Stated problem
Please pull out every line of the entries below that contains the word "wall", copying each such line in full.

Supplied information
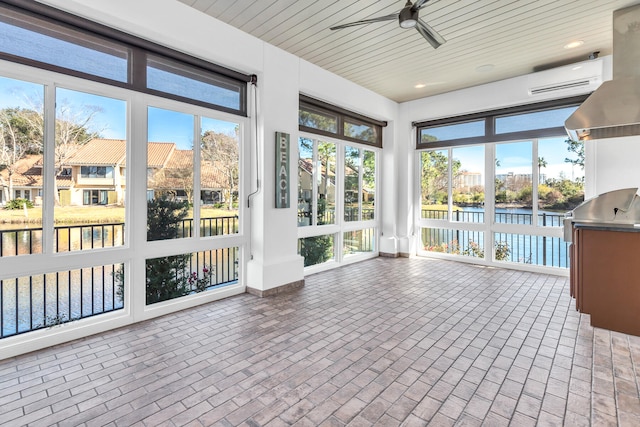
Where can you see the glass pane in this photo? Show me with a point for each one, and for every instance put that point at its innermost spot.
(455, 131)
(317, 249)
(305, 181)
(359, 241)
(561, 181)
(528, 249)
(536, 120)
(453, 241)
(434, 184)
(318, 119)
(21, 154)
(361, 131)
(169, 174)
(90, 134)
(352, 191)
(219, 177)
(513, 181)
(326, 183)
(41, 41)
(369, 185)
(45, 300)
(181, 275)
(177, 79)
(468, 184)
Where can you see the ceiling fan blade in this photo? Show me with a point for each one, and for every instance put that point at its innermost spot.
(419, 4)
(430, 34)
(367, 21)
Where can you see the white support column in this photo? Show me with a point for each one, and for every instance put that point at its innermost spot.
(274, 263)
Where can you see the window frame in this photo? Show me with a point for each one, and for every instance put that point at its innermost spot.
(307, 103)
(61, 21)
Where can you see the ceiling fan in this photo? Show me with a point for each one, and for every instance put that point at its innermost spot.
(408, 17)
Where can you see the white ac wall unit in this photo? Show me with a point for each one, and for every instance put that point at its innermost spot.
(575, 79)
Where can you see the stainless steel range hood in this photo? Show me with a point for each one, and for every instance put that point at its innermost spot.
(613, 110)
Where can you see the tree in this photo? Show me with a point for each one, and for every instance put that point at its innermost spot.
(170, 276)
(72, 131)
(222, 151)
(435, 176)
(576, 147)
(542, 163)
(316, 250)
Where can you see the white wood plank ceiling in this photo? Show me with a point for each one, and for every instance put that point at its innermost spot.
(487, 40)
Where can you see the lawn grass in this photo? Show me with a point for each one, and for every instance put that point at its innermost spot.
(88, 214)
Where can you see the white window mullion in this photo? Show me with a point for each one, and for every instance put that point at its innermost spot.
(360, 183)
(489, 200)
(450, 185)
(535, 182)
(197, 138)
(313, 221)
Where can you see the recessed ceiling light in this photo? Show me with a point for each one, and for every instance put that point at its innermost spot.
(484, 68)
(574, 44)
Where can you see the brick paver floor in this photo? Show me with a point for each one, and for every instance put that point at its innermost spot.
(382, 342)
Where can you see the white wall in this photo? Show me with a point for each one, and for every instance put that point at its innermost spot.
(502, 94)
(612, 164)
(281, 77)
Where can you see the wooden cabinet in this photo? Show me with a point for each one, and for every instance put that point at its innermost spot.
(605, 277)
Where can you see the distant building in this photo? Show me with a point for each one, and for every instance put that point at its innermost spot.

==

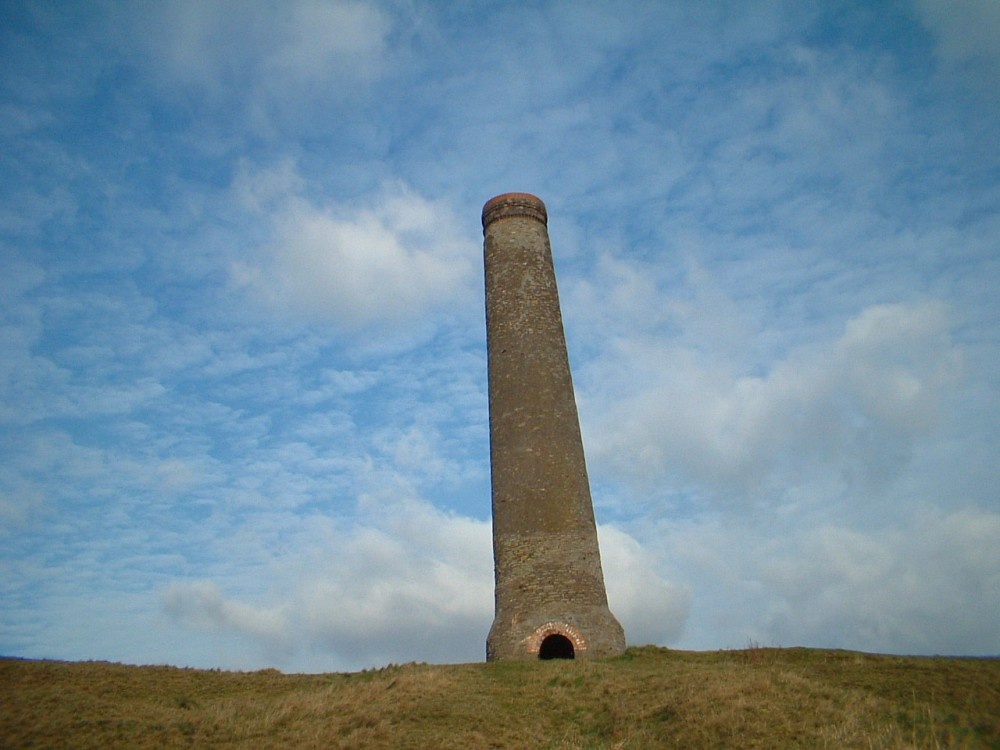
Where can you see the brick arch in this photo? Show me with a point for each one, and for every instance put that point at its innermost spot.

Written solution
Where can you see the white ac wall unit in this photo? Show me with a point for each one, and for every instance put that point at its innermost spot.
Where can you see the white wall in this photo? Show me with a point for each one, and for every instance put that point at its innermost spot.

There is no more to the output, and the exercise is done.